> **RECORDS FOR PROCESSING**:

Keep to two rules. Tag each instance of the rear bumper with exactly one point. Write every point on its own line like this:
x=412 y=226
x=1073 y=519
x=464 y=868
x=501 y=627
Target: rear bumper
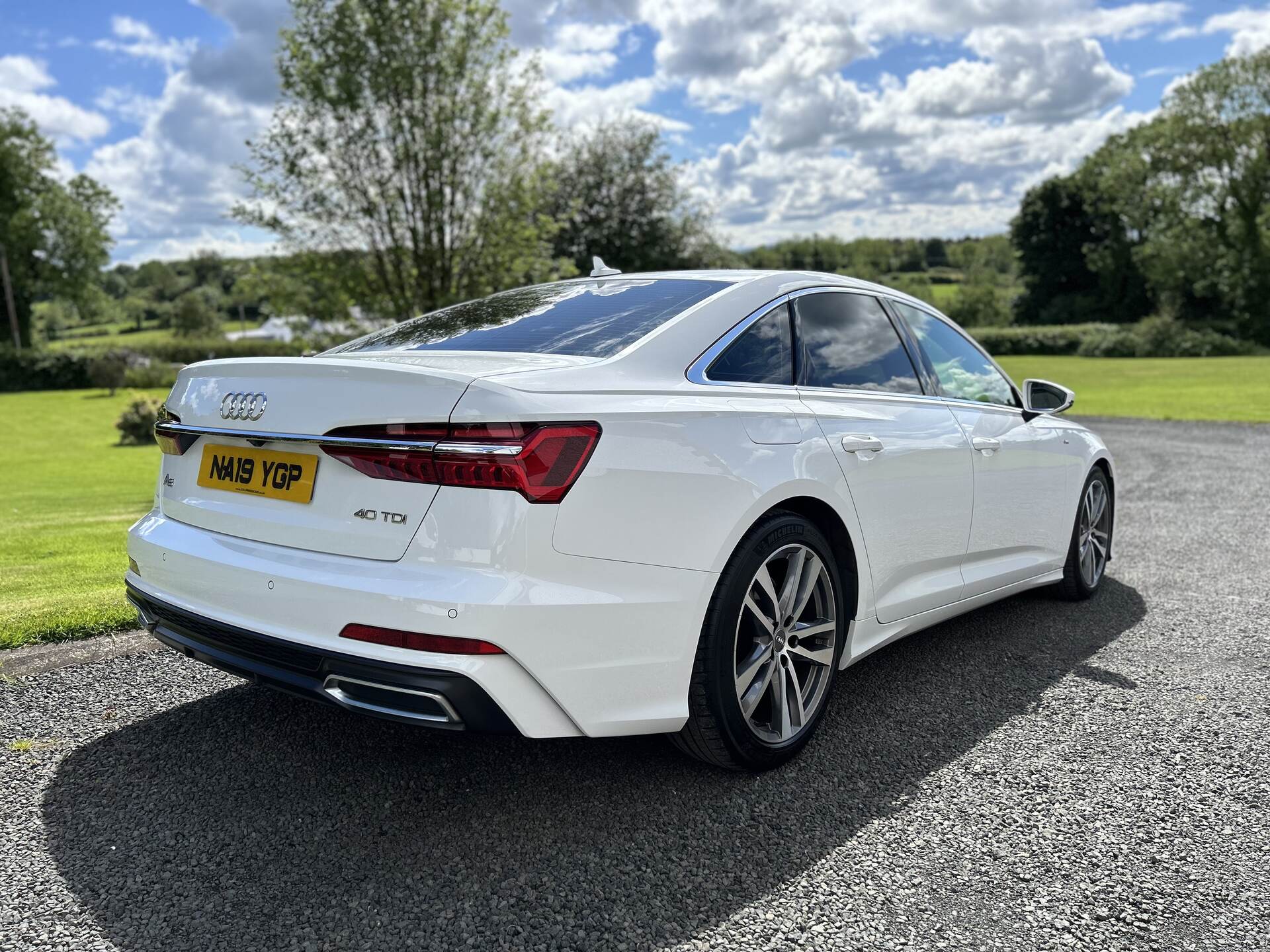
x=419 y=696
x=592 y=647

> **SHORT TASK**: Convert every line of the records above into a Markdown table with the columns Row and Line, numbering the rows and omitting blank lines. Leave the pictures out of the table.

> **WRITTEN SOLUTION**:
| Row | Line |
|---|---|
| 1 | Keep to two rules. Tag each instance of the rear bumper with exactly one point. Write every point on its own line like this: |
| 2 | x=412 y=226 |
| 3 | x=1073 y=519 |
| 4 | x=464 y=868 |
| 5 | x=501 y=627 |
| 6 | Target: rear bumper |
| 7 | x=419 y=696 |
| 8 | x=592 y=647 |